• _HOW TO COMPLETE THIS TASK_: Every line from the one containing "Find the pale" through the last line below should be reproduced exactly; please include nothing else.

• _STUDY MATERIAL_:
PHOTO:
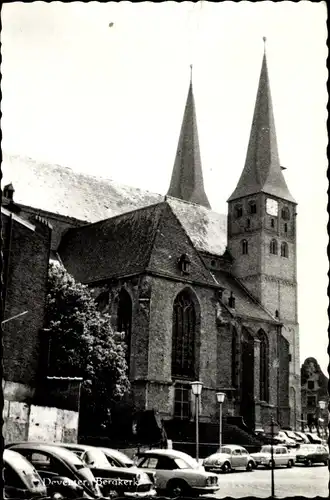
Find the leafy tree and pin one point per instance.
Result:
(84, 345)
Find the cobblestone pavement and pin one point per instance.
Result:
(300, 480)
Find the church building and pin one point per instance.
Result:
(198, 295)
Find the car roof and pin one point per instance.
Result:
(165, 452)
(50, 448)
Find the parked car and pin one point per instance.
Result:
(283, 439)
(310, 454)
(63, 473)
(229, 457)
(291, 435)
(313, 438)
(177, 473)
(21, 480)
(281, 456)
(303, 436)
(113, 479)
(117, 458)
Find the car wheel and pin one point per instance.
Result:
(250, 466)
(177, 488)
(226, 467)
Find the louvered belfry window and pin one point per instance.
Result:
(184, 329)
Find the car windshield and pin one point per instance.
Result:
(307, 447)
(120, 456)
(291, 434)
(96, 458)
(223, 449)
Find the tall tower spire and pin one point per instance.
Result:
(262, 171)
(187, 177)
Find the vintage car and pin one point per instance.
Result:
(283, 439)
(117, 458)
(310, 454)
(113, 479)
(229, 457)
(63, 473)
(21, 480)
(281, 456)
(177, 474)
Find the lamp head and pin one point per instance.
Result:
(196, 388)
(221, 397)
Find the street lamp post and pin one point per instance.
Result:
(220, 398)
(322, 405)
(196, 388)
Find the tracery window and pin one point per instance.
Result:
(184, 335)
(284, 250)
(124, 319)
(245, 247)
(273, 247)
(264, 366)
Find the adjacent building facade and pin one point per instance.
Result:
(198, 295)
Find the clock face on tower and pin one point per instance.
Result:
(272, 207)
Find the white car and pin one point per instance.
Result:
(281, 456)
(177, 473)
(285, 440)
(229, 457)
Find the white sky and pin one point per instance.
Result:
(109, 102)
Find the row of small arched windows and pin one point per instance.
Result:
(252, 209)
(273, 248)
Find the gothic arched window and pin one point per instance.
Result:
(284, 250)
(273, 247)
(184, 334)
(234, 359)
(264, 367)
(245, 247)
(124, 319)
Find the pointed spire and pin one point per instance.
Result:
(187, 177)
(262, 171)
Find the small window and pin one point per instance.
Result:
(273, 247)
(284, 250)
(231, 301)
(238, 211)
(311, 400)
(184, 263)
(285, 213)
(252, 207)
(182, 401)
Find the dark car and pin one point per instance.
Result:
(63, 473)
(310, 454)
(113, 479)
(21, 480)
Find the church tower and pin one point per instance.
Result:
(187, 178)
(262, 231)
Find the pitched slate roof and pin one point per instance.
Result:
(60, 190)
(262, 171)
(119, 246)
(206, 229)
(245, 305)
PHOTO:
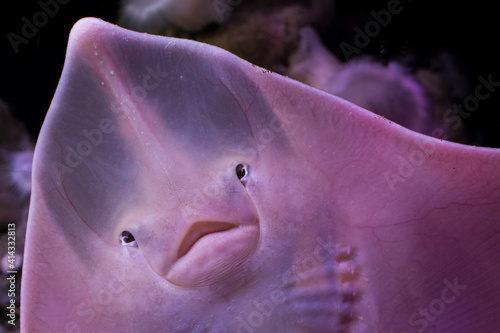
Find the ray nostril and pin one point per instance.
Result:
(242, 171)
(127, 239)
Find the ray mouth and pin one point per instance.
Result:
(198, 231)
(212, 252)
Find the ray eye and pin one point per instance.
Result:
(242, 172)
(127, 239)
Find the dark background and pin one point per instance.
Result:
(469, 30)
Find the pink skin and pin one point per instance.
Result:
(352, 222)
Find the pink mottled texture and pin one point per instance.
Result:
(361, 225)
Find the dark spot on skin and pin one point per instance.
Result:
(127, 239)
(242, 171)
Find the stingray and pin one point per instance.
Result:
(178, 188)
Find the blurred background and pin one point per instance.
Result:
(467, 30)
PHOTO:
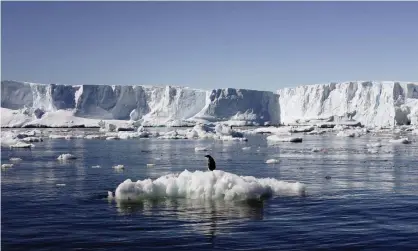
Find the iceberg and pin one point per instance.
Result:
(368, 102)
(51, 105)
(200, 185)
(123, 107)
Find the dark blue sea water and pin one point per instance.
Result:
(369, 203)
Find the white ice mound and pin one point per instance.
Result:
(206, 186)
(272, 161)
(201, 149)
(368, 102)
(22, 145)
(276, 138)
(66, 156)
(400, 141)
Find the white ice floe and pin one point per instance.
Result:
(5, 166)
(32, 139)
(112, 138)
(272, 161)
(119, 167)
(206, 186)
(400, 141)
(22, 145)
(15, 159)
(201, 149)
(276, 138)
(66, 156)
(315, 150)
(374, 145)
(302, 129)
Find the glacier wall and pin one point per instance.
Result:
(151, 105)
(371, 103)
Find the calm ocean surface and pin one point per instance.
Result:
(370, 202)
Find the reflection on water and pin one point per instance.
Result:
(370, 193)
(208, 217)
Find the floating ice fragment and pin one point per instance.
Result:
(66, 156)
(272, 161)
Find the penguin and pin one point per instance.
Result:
(211, 163)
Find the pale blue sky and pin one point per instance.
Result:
(255, 45)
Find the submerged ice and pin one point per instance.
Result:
(206, 186)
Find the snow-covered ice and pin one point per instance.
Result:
(15, 159)
(201, 149)
(400, 141)
(278, 138)
(114, 108)
(66, 156)
(5, 166)
(119, 167)
(206, 186)
(272, 161)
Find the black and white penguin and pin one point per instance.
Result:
(211, 163)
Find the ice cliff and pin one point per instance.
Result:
(62, 105)
(370, 103)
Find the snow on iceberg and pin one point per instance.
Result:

• _ANSWER TO THIS PROBLEM_:
Find the pale blue sky and pin one point per instance.
Result:
(255, 45)
Find the submerged ice and pin one point per instance.
Result:
(206, 186)
Find the snow-covered ice and pin one point per instance.
Result:
(15, 159)
(201, 149)
(400, 141)
(278, 138)
(114, 108)
(66, 156)
(5, 166)
(119, 167)
(206, 186)
(272, 161)
Find the black and white penguin and pin one point per instance.
Result:
(211, 163)
Find the ice cliff and pin one point per instance.
Result:
(62, 105)
(370, 103)
Find the snow on iceberg and pin one point per instance.
Result:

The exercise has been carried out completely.